■ **Page text**:

★ ★ ★ ★ ★ ★ ★

“Power is the ability to achieve a purpose. Whether or not it is good or bad...
We sat down with CCF Program Officer Veronica Hemmingway to discuss her work here at the Foundation, her homecoming back to South Carolina, and how she became involved in philanthropy in the first place, and some of the other passions that drive her both professionally and personally.
Veronica, what is your role on the Grantmaking & Community Leadership team at CCF?
I’m in charge of all competitive grantmaking programming (site visits, applicant review, committee management and more) for the Beaufort Fund, one of CCF’s largest funds that serves the southern Lowcountry counties of Beaufort, Colleton, Hampton and Jasper and has awarded more than $8.5 million in its 20 years, this year granting a total of $578,450 to 52 nonprofits. I also manage the grantmaking cycles and capacity training for the N.E.W. (Neighborhoods Energized to Win) Fund for Charleston and Colleton counties, and the Winthrop Family Fund which grants in Allendale and Colleton counties.
How did you begin your career?
I had just graduated from Clemson and moved to Charlotte in the early 90s. I started out in radio promotions, but when the telecommunications bill was passed in the mid-90s and changed the whole landscape of radio and tv, I decided I didn’t want to move for a big corporate takeover.
Then, a friend asked me one day, “What’s your passion? If money were no object what would you do for free?”
I thought about it and realized I’ve always done community work. I’ve always been active in the community because my parents and grandmothers were informal community leaders. I realized that community work is what I like to do, although I had always approached it more as a responsibility than a possible career choice.
From that epiphany, I decided to go into development in the nonprofit world, as that was most easily transferable from my career in media promotion and marketing.
Tell us more about your family’s involvement in community work.
The seed of civic engagement was planted in me by my father’s mother, who was certainly an informal community leader. Her house sat in the center of town and she owned a few small businesses, so she knew everything about everybody: who was sick, who was down on their luck, who was having a birthday, who just had a baby. People would come to her house to pass the time of day.
I would shop with her—from the age of 5 or 6 all the way through high school—for items for people’s homes, food, and then we would come home and prepare all the food, and I’d literally take items and plates door-to-door wherever she told me people needed it. The one thing I never forgot is that she would always instruct me when I would go to the door to give people these plates of food, bags of clothes or shoes or whatever they needed, I was always to look around and see if they needed anything else, because she felt people were often too proud to ask for help. And she would tell me, “Never make them feel like this is charity.”
I still bring that memory and that lesson into my work today. You can’t forget the humanity of the people you are serving.

★ ★ ★ ★ ★ ★ ★

■ **Information supplied**:
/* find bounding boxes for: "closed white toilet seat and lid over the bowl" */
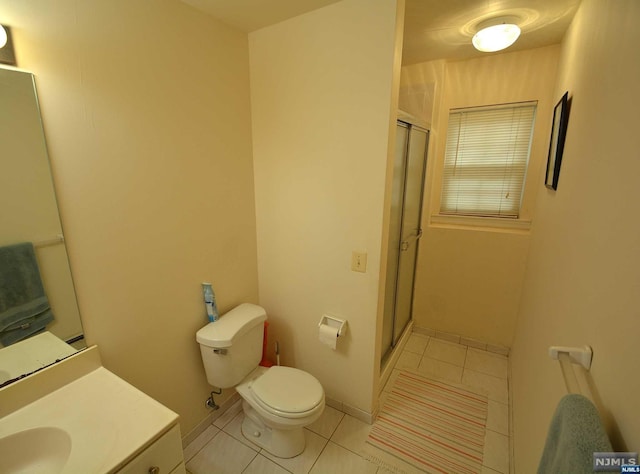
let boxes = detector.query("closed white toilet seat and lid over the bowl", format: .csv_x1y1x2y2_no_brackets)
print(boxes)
249,366,324,418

★ ★ ★ ★ ★ ★ ★

■ **Activity 1**:
Write out everything in the interview from "We sat down" down to "team at CCF?".
■ **Activity 2**:
Continue the interview with Veronica Hemmingway from the point where it stops.

■ **Your response 1**:
We sat down with CCF Program Officer Veronica Hemmingway to discuss her work here at the Foundation, her homecoming back to South Carolina, and how she became involved in philanthropy in the first place, and some of the other passions that drive her both professionally and personally.
Veronica, what is your role on the Grantmaking & Community Leadership team at CCF?

■ **Your response 2**:
Add to this, that other members of my family, would take people to the nearest town [Conway, SC – 12 miles from their rural location] in a church van or other loaned van so they could pay bills, shop, go to social services offices and doctors’ appointments, take care of legal matters, all those kinds of things. A number of these people were 70, 80, even 90 years old. This was in the 1970’s and 1980’s and some of the elderly could not read or write. We would go to doctor’s appointments with them to explain to them what they were signing. Back in that day, there were still people who would go to stores and pay their bills from a handwritten accounting ledger. We would go and make sure they were getting the right change back, and having their payments logged correctly. Unfortunately, people were not always dealing with them honestly.
This is how I had almost always spent my weekends and summers. It was just so much a part of my life, I didn’t even realize you could get paid to do it.
How did you transition from nonprofit work to foundation work?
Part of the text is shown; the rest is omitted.